> **What is expected**
Every entry that follows is to be set down exactly, with its pictures omitted.

Saved data entries
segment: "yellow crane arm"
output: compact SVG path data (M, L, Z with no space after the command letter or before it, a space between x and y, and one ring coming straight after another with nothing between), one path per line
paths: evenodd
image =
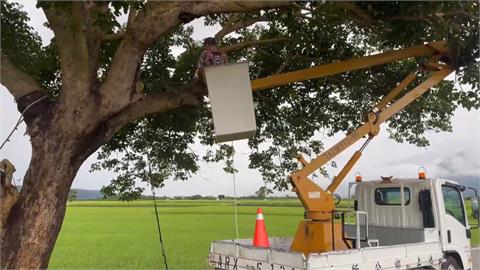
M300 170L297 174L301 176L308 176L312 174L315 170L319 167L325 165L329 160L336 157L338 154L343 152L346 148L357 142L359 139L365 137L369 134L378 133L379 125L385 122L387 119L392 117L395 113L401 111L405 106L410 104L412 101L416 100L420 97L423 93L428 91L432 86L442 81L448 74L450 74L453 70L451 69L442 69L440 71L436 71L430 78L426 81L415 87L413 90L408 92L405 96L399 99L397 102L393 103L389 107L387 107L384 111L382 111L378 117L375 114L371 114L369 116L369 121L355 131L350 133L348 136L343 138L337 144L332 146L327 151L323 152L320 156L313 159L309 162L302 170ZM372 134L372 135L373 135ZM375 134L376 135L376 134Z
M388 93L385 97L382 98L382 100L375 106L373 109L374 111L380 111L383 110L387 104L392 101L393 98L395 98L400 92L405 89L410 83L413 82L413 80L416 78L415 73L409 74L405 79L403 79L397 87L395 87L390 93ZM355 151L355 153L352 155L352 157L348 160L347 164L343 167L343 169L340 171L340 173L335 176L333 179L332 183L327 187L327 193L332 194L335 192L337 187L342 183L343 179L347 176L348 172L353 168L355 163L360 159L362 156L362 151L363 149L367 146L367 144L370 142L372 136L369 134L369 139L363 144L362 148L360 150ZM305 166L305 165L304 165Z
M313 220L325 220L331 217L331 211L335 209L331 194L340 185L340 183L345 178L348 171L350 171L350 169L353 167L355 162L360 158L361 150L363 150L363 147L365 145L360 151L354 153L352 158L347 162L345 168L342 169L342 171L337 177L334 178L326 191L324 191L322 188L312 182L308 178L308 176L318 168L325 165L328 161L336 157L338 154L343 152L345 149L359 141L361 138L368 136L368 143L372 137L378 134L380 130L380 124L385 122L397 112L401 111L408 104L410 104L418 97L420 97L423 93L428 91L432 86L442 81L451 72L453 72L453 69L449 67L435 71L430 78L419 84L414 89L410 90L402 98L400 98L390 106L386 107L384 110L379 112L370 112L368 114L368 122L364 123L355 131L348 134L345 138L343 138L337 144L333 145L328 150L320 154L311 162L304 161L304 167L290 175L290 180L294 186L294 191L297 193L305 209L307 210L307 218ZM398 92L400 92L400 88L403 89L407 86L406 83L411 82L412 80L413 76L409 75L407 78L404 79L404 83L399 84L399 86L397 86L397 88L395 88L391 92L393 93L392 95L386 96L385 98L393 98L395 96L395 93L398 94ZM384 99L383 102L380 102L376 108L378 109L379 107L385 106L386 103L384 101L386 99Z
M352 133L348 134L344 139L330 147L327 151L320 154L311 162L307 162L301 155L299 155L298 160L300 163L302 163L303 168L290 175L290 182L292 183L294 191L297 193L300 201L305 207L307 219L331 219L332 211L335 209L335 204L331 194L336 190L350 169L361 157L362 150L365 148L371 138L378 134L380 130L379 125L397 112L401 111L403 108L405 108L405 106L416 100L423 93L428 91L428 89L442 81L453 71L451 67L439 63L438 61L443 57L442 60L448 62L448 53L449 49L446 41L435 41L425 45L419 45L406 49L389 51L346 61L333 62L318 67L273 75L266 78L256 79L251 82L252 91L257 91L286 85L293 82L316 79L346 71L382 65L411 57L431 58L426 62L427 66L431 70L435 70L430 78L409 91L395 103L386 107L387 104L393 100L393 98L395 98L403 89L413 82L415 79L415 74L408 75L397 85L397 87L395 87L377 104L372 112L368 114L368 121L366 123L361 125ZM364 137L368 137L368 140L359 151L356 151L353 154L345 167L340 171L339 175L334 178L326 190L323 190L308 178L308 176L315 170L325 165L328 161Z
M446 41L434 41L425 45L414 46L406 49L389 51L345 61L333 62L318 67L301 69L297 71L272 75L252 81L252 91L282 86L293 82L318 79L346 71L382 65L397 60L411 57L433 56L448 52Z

> **Final answer**
segment: "yellow crane arm"
output: compact SVG path data (M, L, Z with no space after the command letter or before it, a space between x and y, and one ring coming straight after another with nothing between), one path per line
paths: evenodd
image =
M300 170L297 174L301 176L308 176L312 174L315 170L319 167L325 165L329 160L336 157L338 154L343 152L346 148L357 142L359 139L365 137L369 134L378 133L379 125L385 122L387 119L392 117L395 113L401 111L405 106L410 104L412 101L416 100L420 97L423 93L428 91L432 86L442 81L448 74L450 74L453 70L451 69L442 69L440 71L436 71L430 78L426 81L415 87L413 90L408 92L405 96L399 99L397 102L393 103L389 107L387 107L384 111L382 111L378 117L375 114L371 114L369 116L369 121L355 131L350 133L348 136L343 138L337 144L332 146L327 151L323 152L320 156L313 159L309 162L302 170ZM372 134L372 135L373 135ZM375 134L376 135L376 134Z
M388 93L385 97L382 98L382 100L375 106L373 109L374 111L380 111L383 110L387 104L392 101L393 98L395 98L400 92L405 89L410 83L413 82L413 80L416 78L415 73L409 74L405 79L403 79L397 87L395 87L390 93ZM355 151L355 153L352 155L352 157L348 160L347 164L343 167L343 169L340 171L340 173L335 176L333 179L332 183L327 187L327 193L332 194L335 192L337 187L342 183L343 179L347 176L348 172L353 168L355 163L360 159L362 156L362 151L363 149L367 146L367 144L370 142L372 136L369 134L369 139L363 144L362 148L360 150ZM305 166L305 165L304 165Z
M313 220L325 220L331 217L331 211L335 209L331 194L340 185L340 183L345 178L348 171L350 171L350 169L353 167L355 162L360 158L361 150L363 150L363 147L365 145L360 151L354 153L352 158L347 162L345 168L342 169L342 171L337 177L334 178L326 191L324 191L322 188L312 182L308 178L308 176L318 168L325 165L328 161L336 157L338 154L343 152L345 149L359 141L361 138L368 136L368 143L372 137L378 134L380 130L380 124L385 122L397 112L401 111L408 104L410 104L418 97L420 97L423 93L428 91L432 86L442 81L451 72L453 72L453 69L449 67L435 71L430 78L419 84L414 89L410 90L402 98L400 98L390 106L386 107L384 110L379 112L370 112L368 114L368 122L364 123L355 131L348 134L345 138L343 138L337 144L333 145L328 150L320 154L311 162L304 161L304 167L290 175L290 180L294 186L294 191L297 193L305 209L307 210L307 218ZM398 92L400 92L400 88L403 89L407 86L406 83L411 82L412 80L413 76L409 75L407 78L404 79L404 83L399 84L399 86L397 86L397 88L395 88L391 92L393 93L392 95L386 96L385 98L393 98L395 96L395 93L398 94ZM384 99L383 102L380 102L376 108L378 109L379 107L385 106L386 103L384 101L386 99Z
M352 133L348 134L344 139L330 147L327 151L320 154L311 162L307 162L301 155L299 155L298 160L300 163L302 163L303 168L290 175L290 182L292 183L294 191L297 193L300 201L305 207L307 219L331 219L332 211L335 209L335 204L331 194L336 190L350 169L361 157L362 150L365 148L371 138L378 134L380 130L379 125L397 112L401 111L403 108L405 108L405 106L416 100L423 93L428 91L428 89L442 81L453 71L451 67L439 63L438 61L443 57L442 60L448 62L448 53L449 49L446 41L435 41L425 45L419 45L406 49L389 51L346 61L333 62L318 67L273 75L266 78L256 79L251 82L252 91L257 91L286 85L293 82L316 79L346 71L382 65L411 57L431 58L426 62L427 66L431 70L435 70L430 78L409 91L395 103L386 107L387 104L393 100L393 98L395 98L403 89L413 82L415 79L415 74L408 75L397 85L397 87L395 87L377 104L372 112L368 114L368 121L366 123L361 125ZM364 137L368 137L368 140L359 151L356 151L353 154L345 167L340 171L339 175L334 178L326 190L323 190L308 178L308 176L315 170L325 165L328 161Z
M446 41L434 41L425 45L414 46L406 49L389 51L345 61L333 62L318 67L301 69L297 71L272 75L252 81L252 91L282 86L293 82L318 79L346 71L382 65L397 60L411 57L433 56L448 52Z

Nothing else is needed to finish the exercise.